**TEXT SEGMENT:**
******
Sarah Beale

Mothering 4 wildlings, born fully into themselves, has been the greatest challenge and biggest blessing of Sarah’s life. As a worldschooling, unschooling mum, life presents no end of opportunities to explore her own triggers, growth and healing. 

Of course she had a plan, even before her children came along.  Well behaved children who fit in with her life and certainly didn’t eat spaghetti on the couch or paint the walls. An alternative plan was afoot and instead of the compliant, non-questioning children Sarah imagined she’d be gifted with, four loud, determined, fiercely curious and free thinking individuals moved into her home. She realised she had to find a different way to parent them.

It was a book written by the truly radical Alfie Kohn, Unconditional Parenting, that opened her heart to something more than naughty steps and consequences, although as her only child was less than one on first reading, much of it didn’t make sense.  And, annoyingly, there was no ‘how to’ included.  But a seed was planted. 

As her family grew and her children grew….more wilful and verbal, the frustrations of raising kids in an attachment style but not seeing the immediate results of what she perceived to be connected and attached children (ie compliance…..) Sarah started to accidentally follow the cues her kids were giving her via the disruptions and triggers. Those uncomfortable feelings experienced when her youngest child started dropping the F bomb at three years old, with surprising effect and impact; the way she wanted to scream when her oldest blatantly said ‘no’ to, well almost everything; the visceral reaction to her boys squabbling and fighting, surely must be leading her somewhere.
******
[Dataset excerpt]

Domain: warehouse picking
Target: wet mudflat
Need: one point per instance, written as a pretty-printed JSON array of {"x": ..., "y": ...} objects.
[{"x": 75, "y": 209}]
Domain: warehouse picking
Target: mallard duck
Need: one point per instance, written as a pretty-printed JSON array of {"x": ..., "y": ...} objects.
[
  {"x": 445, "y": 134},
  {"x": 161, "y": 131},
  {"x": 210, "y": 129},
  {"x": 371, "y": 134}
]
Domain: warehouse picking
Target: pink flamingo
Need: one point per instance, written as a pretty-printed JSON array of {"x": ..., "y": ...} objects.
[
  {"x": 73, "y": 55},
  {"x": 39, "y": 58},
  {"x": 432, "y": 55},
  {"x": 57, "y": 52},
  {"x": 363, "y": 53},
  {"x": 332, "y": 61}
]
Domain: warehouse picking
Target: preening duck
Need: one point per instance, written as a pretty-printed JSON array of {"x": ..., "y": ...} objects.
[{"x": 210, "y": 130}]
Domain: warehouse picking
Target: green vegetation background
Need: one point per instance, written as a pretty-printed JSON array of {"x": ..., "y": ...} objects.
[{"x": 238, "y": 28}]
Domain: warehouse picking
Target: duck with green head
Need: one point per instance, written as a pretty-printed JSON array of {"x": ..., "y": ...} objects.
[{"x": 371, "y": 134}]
******
**SET EXERCISE:**
Answer these questions from the profile of Sarah Beale.
(a) How many children is Sarah mothering?
(b) Which book opened her heart to something more than naughty steps and consequences, and who wrote it?
(c) At what age did her youngest child start dropping the F bomb?
The records aren't needed for anything here.

**FINAL ANSWER:**
(a) Four.
(b) Unconditional Parenting, by Alfie Kohn.
(c) Three years old.